Problems.
**a)** In the passage on the Bagratuni dynasty, what does the Old Iranian name Bagadata mean?
**b)** List every region named in the Bagratuni passage's sentence beginning "Their domain included regions of Armenia such as".

Selected passage.
______
The Bagratuni or Bagratid dynasty (Armenian: Բագրատունի, Armenian pronunciation: [bagɾatuni]) was an Armenian royal dynasty which ruled the medieval Kingdom of Armenia from c. 885 until 1045. Originating as vassals of the Kingdom of Armenia of antiquity, they rose to become the most prominent Armenian noble family during the period of Arab rule in Armenia, eventually establishing their own independent kingdom.[3] Their domain included regions of Armenia such as Shirak, Bagrevand,[4] Kogovit,[5] Syunik, Lori, Vaspurakan, Vanand and Taron.[6] Many historians, such as Cyril Toumanoff, Nicholas Adontz and Ronald Suny, consider them to be the progenitors of the Georgian royal Bagrationi dynasty.[7][8][9]

Early history[edit]

The name "Bagratuni" derives from Bagarat, a Parthian variant of the Old Iranian name Bagadata ("God-given").[10] Historian Cyril Toumanoff speculated that a general of King Tigranes II of Armenia (r. 95 – 55 BCE) named Bagadates may have been the earliest known member of the Bagratuni family,[11] which first emerged as nakharars—members of the hereditary nobility of Armenia—in the early 4th century.[9] The Arshakuni (Arsacid) dynasty, which ruled Armenia from 52 to 428, granted the family heritable rights. The first Bagratuni prince identified by Toumanoff, Smbat I, lived at the time of the Armenian conversion to Christianity (c. 314).[12] Starting with Smbat, the Bagratunis held the hereditary titles of aspet, meaning "Master of the Horse" or the commander of the cavalry (although this appears to have been purely ceremonial and not an actual military command), and tagadir, which indicated their privilege of crowning Arshakuni kings upon their accession to the throne.[13] Their domain included the region of Sper in the Çoruh River valley of Upper Armenia, which was famous for its gold and silver, and Tayk. The medieval Armenian historian Movses Khorenatsi claimed they had an ancestor, Smbat, who came to Armenia from Judea in 6th century BCE, but modern historians regard this as an invention to give a biblical origin to the family.[14] Toumanoff proposed instead that the Bagratunis were descended from the Orontids, the first identifiable ruling dynasty of ancient Armenia.[12]

After the 7th-century Arab conquest of Armenia, members of the Bagratuni house often held the title of ishkhan (prince) of Armenia, although they were subordinate to a Muslim governor (ostikan) appointed by the caliphs.[3] The period of Arab rule in Armenia saw the decline of the power of the Mamikonians at the same time as the Bagratunis gained in prominence, as the Muslim governors favored the latter.[3] During the collapse of Umayyad rule in 748, the Bagratuni ishkhan Ashot III reluctantly joined with the other Armenian nobles in a revolt against Arab rule. Ashot was blinded on the orders of Grigor Mamikonian after trying to withdraw from the rebellion, which failed after Grigor's death in 749. Ashot "the Blind" was restored to nominal rule as ishkhan after the Abbasids reestablished Arab rule of Armenia in 750.[3] In 774-775 sparapet Smbat VII Bagratuni led the Armenian nobility in an unsuccessful revolt against the Abbasid Caliphate, although part of the Bagratuni house opposed the rebellion.[15] Smbat was killed at the Battle of Bagrevand along with Mushegh Mamikonian and many other Armenian nobles. After the failed rebellion, the Bagratunis lost control of their domains of Tmorik, Kogovit and their possessions in Vaspurakan, although their losses were less severe than those of the other Armenian noble families.[15]

Smbat VII's son Ashot Msaker restored the fortunes of the dynasty in the 9th century by waging war against the local Arab emir while remaining loyal to the Abbasid caliphs. Ashot Msaker (re-)acquired a number of territories for the Bagratuni family, which were divided[by whom?] between two of his sons: Bagrat II, who received Taron and Sasun along with the new title "Prince of Princes" (ishkhan ishkhanats), and Smbat "the Confessor", who received the title sparapet and the holdings of Sper and Tayk.[3] Meanwhile, Ashot Msaker's uncle, Vasak, established himself in the Georgian region of Iberia; Vasak's grandson Ashot I became the first ruler of Iberia from the Bagratuni dynasty c. 813. This branch of the dynasty would rule as kings of Georgia for centuries as the Bagrationis.[3]

1.Yellow: A. Central Armenian Kingdom of Bagratuni, B. Kingdom of Armenian Bagratuni in Iberia, C. Kingdom of Artsruni in Vaspurakan, Southern Armenia, 2.Red: Subordinate Emirates in D. Dvin, E. Nakhichevan, F. Tiflis, 3.other colours: subordinate principalities of G. Syunik, H. Artsakh, I. Parisos, J. Taron, K. Kartli, L. Kakheti, M. Caucasian Albania Albania, N. Kabala, O. Kaysite Emirate, P. Gandzak, etc..
______
Extracted data.
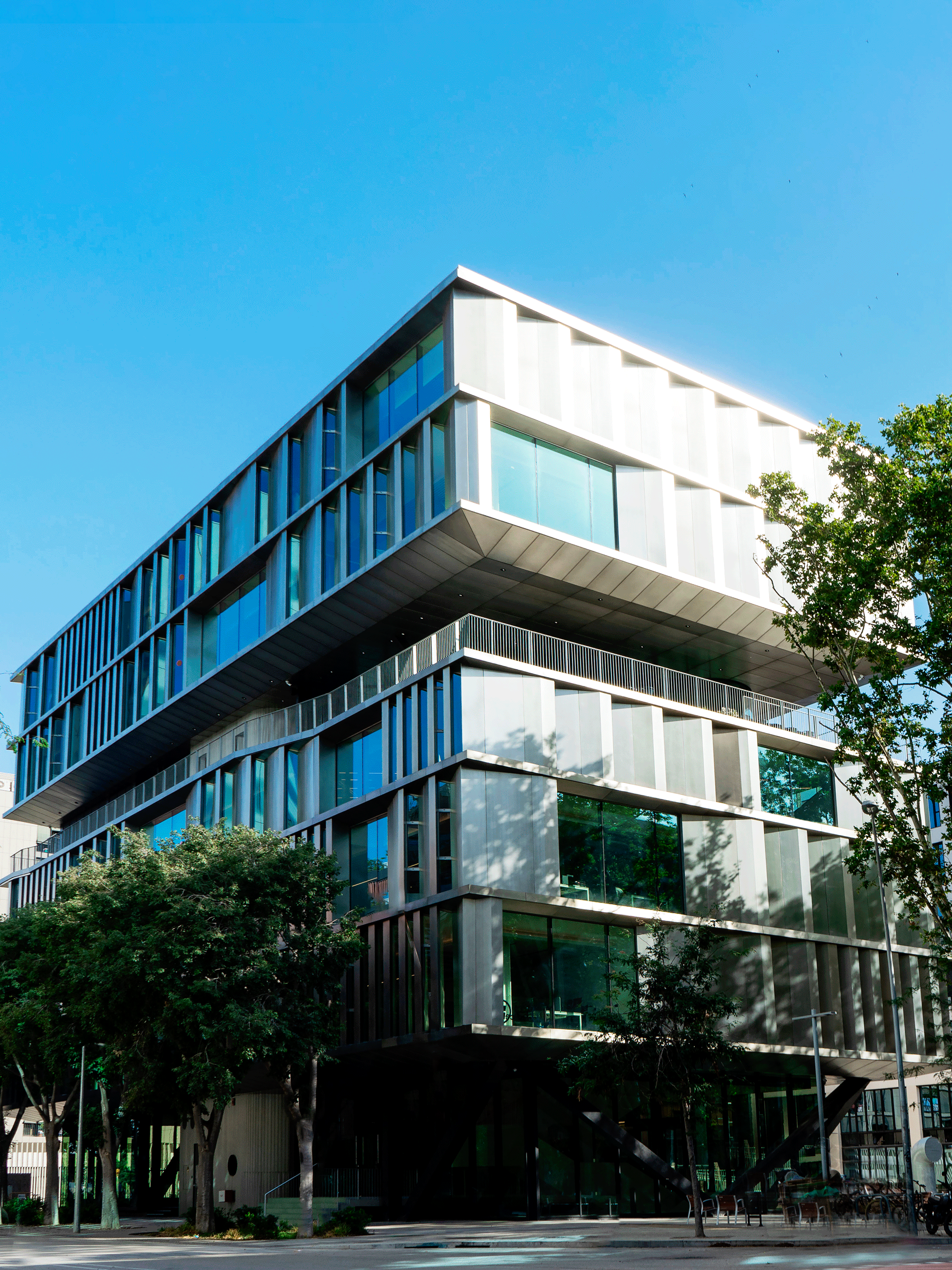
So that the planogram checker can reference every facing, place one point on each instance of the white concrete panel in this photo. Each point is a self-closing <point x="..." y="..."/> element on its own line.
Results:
<point x="688" y="756"/>
<point x="647" y="411"/>
<point x="579" y="732"/>
<point x="596" y="369"/>
<point x="738" y="459"/>
<point x="478" y="342"/>
<point x="642" y="514"/>
<point x="638" y="742"/>
<point x="465" y="451"/>
<point x="539" y="371"/>
<point x="737" y="769"/>
<point x="694" y="430"/>
<point x="699" y="527"/>
<point x="741" y="529"/>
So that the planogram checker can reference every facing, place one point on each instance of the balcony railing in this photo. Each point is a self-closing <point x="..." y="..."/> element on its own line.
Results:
<point x="479" y="636"/>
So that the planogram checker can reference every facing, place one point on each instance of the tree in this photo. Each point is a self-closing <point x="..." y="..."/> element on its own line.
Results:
<point x="314" y="956"/>
<point x="208" y="958"/>
<point x="848" y="573"/>
<point x="39" y="1030"/>
<point x="667" y="1029"/>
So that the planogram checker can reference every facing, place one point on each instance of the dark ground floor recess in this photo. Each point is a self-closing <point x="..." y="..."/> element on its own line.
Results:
<point x="480" y="1127"/>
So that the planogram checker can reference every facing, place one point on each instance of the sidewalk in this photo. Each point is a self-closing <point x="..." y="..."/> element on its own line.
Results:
<point x="582" y="1234"/>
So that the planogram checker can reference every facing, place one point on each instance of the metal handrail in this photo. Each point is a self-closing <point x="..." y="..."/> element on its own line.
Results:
<point x="479" y="636"/>
<point x="276" y="1188"/>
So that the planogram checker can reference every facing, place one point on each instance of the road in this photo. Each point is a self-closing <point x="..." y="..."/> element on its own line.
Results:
<point x="560" y="1254"/>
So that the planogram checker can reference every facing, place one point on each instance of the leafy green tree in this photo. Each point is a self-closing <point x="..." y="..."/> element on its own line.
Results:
<point x="205" y="959"/>
<point x="667" y="1029"/>
<point x="39" y="1029"/>
<point x="848" y="573"/>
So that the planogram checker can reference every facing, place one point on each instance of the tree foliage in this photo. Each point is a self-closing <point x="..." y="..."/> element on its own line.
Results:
<point x="848" y="573"/>
<point x="667" y="1028"/>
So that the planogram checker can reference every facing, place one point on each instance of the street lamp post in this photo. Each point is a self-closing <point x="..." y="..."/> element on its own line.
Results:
<point x="824" y="1145"/>
<point x="79" y="1147"/>
<point x="873" y="809"/>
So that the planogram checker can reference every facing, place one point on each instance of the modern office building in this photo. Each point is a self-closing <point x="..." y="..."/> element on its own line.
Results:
<point x="485" y="620"/>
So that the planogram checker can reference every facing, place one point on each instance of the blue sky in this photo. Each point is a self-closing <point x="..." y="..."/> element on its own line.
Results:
<point x="202" y="221"/>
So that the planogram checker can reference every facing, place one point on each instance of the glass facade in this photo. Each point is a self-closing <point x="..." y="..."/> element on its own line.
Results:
<point x="616" y="854"/>
<point x="291" y="788"/>
<point x="384" y="505"/>
<point x="238" y="621"/>
<point x="370" y="890"/>
<point x="796" y="785"/>
<point x="557" y="972"/>
<point x="553" y="487"/>
<point x="330" y="571"/>
<point x="360" y="765"/>
<point x="294" y="573"/>
<point x="403" y="392"/>
<point x="413" y="845"/>
<point x="446" y="836"/>
<point x="167" y="832"/>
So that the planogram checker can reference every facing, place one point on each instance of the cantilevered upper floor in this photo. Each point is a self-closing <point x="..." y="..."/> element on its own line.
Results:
<point x="488" y="455"/>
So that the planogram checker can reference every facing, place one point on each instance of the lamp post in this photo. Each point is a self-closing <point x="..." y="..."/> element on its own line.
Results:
<point x="79" y="1147"/>
<point x="873" y="809"/>
<point x="824" y="1146"/>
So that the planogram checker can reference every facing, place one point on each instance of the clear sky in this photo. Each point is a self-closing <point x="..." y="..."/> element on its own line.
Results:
<point x="204" y="221"/>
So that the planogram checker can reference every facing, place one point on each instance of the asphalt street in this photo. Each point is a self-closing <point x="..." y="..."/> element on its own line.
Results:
<point x="559" y="1254"/>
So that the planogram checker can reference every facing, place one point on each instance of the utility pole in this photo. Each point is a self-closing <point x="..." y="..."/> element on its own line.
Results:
<point x="873" y="811"/>
<point x="824" y="1146"/>
<point x="79" y="1147"/>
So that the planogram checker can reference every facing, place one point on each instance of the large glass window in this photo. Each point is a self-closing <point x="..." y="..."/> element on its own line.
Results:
<point x="168" y="831"/>
<point x="291" y="788"/>
<point x="616" y="854"/>
<point x="197" y="559"/>
<point x="356" y="531"/>
<point x="413" y="844"/>
<point x="126" y="619"/>
<point x="145" y="681"/>
<point x="238" y="621"/>
<point x="796" y="785"/>
<point x="31" y="704"/>
<point x="260" y="794"/>
<point x="263" y="508"/>
<point x="147" y="608"/>
<point x="330" y="576"/>
<point x="181" y="572"/>
<point x="557" y="972"/>
<point x="440" y="468"/>
<point x="360" y="765"/>
<point x="294" y="573"/>
<point x="162" y="589"/>
<point x="384" y="505"/>
<point x="446" y="836"/>
<point x="330" y="449"/>
<point x="295" y="491"/>
<point x="162" y="670"/>
<point x="409" y="486"/>
<point x="209" y="803"/>
<point x="403" y="392"/>
<point x="56" y="747"/>
<point x="178" y="657"/>
<point x="215" y="542"/>
<point x="553" y="487"/>
<point x="370" y="888"/>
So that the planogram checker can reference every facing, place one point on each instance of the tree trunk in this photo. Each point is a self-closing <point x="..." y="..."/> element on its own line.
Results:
<point x="6" y="1140"/>
<point x="51" y="1205"/>
<point x="692" y="1170"/>
<point x="305" y="1148"/>
<point x="110" y="1220"/>
<point x="208" y="1133"/>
______
Solutions for each task.
**a)** "God-given."

**b)** Shirak, Bagrevand, Kogovit, Syunik, Lori, Vaspurakan, Vanand, Taron